= Page excerpt =

I went on like this for 37 years, seeking answers, talking to people, trying diets, and joining support groups. Many times I got tired of searching and just let myself go. But even when I’d given up and gotten sloppy again, there was always part of my mind sort of passively available, listening, waiting to find out about something that might make permanent weight loss possible.

My first break came during menopause, when I read Dr. John R. Lee’s What Your Doctor May Not Tell You about Menopause. This book had a lot of inside-track information about hormone replacement therapy. It gave me information about hormones that I had been seeking all my life. Dr. Lee was the first doctor to come out saying that Premarin and all the synthetic estrogen hormones being given to women at menopause were actually hurting them. He talked about how estrogen made the body store fat. I thought: At last! A clue! I began to believe that I had a hormone problem, one that went beyond my under-active thyroid.

= What is required =
Extract a section of the weight-loss and menopause passage word for word, beginning at the words "My first break" and stopping after "my under-active thyroid.".

= Provided data =
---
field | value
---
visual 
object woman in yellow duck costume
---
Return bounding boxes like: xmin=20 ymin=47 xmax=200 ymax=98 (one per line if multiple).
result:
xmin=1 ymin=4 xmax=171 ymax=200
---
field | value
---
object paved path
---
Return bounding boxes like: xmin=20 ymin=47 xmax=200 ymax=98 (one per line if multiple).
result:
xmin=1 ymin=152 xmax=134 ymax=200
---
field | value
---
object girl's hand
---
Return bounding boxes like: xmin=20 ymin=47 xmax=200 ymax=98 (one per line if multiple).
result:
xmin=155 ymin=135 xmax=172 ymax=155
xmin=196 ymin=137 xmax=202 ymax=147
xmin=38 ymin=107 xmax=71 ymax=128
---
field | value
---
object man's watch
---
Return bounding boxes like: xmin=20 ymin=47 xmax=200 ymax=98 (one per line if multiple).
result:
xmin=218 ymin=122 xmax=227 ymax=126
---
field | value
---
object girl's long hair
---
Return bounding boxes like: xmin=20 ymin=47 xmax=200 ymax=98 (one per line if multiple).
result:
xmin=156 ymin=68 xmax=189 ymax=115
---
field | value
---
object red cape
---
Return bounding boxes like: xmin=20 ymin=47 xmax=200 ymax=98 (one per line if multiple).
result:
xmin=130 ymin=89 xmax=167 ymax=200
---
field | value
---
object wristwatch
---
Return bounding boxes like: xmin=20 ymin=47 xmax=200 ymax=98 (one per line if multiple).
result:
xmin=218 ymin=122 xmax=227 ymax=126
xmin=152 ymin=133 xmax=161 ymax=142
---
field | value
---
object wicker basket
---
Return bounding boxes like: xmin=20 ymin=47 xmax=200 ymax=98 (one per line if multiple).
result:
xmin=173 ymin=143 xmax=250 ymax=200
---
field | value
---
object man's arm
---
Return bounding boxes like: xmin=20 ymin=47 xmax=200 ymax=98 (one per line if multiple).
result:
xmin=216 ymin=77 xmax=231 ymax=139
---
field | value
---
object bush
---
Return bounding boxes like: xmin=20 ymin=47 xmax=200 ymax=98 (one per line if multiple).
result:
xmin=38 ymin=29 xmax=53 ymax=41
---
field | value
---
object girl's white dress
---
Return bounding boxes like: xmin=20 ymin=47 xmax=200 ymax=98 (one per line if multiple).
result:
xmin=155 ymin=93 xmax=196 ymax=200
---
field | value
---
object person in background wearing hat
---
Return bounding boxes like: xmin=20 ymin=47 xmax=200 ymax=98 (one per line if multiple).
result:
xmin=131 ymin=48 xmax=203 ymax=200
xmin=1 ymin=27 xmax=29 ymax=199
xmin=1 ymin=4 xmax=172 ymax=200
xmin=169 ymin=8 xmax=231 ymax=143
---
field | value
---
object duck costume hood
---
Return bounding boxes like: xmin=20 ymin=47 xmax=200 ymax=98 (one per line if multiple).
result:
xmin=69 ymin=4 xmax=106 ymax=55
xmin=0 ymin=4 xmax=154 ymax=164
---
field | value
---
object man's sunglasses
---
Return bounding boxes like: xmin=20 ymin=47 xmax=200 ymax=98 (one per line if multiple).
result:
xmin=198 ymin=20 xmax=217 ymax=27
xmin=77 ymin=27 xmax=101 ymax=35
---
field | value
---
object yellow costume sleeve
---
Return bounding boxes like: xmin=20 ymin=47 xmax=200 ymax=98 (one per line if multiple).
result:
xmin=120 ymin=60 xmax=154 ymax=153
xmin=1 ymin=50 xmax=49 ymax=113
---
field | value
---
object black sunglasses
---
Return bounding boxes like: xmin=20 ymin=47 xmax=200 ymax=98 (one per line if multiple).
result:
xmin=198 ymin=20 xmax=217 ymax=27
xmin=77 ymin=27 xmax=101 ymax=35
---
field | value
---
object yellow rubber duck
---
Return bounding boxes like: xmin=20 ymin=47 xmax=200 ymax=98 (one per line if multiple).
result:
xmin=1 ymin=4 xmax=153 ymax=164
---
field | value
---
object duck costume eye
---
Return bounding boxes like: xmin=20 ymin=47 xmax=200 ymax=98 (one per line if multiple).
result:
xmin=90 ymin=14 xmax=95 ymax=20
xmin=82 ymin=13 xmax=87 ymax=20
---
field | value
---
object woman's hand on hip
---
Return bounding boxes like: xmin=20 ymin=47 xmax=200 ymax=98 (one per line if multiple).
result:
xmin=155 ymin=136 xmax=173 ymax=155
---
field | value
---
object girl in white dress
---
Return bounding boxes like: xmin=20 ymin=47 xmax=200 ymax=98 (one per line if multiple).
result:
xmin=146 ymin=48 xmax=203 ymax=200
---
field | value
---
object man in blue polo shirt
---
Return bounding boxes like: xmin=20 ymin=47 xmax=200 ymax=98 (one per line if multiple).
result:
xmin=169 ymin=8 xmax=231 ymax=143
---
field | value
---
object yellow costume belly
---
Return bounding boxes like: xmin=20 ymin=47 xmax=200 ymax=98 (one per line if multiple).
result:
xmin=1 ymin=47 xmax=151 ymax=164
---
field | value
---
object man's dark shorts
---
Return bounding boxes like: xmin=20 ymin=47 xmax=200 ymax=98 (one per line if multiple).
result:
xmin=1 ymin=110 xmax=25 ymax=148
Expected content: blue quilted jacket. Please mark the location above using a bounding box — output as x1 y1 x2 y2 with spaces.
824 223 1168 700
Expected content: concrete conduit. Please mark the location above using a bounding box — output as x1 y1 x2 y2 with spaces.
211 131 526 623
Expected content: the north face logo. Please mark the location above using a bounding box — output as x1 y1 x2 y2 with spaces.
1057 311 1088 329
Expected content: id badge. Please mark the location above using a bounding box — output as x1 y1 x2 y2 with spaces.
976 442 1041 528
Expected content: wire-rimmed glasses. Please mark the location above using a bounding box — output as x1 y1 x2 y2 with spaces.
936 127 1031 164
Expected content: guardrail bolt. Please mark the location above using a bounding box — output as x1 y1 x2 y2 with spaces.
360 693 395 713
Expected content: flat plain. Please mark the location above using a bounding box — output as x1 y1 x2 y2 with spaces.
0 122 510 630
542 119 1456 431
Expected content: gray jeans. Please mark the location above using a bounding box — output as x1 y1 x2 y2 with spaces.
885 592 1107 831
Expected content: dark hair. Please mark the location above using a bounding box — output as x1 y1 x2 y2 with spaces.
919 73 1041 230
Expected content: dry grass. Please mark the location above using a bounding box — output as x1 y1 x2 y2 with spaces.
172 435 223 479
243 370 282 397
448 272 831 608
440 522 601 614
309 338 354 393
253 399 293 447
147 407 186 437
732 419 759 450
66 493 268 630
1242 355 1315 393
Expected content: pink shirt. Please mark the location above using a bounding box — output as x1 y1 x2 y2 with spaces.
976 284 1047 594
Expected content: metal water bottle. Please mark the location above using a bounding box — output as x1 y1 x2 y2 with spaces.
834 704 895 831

= Result of this task =
My first break came during menopause, when I read Dr. John R. Lee’s What Your Doctor May Not Tell You about Menopause. This book had a lot of inside-track information about hormone replacement therapy. It gave me information about hormones that I had been seeking all my life. Dr. Lee was the first doctor to come out saying that Premarin and all the synthetic estrogen hormones being given to women at menopause were actually hurting them. He talked about how estrogen made the body store fat. I thought: At last! A clue! I began to believe that I had a hormone problem, one that went beyond my under-active thyroid.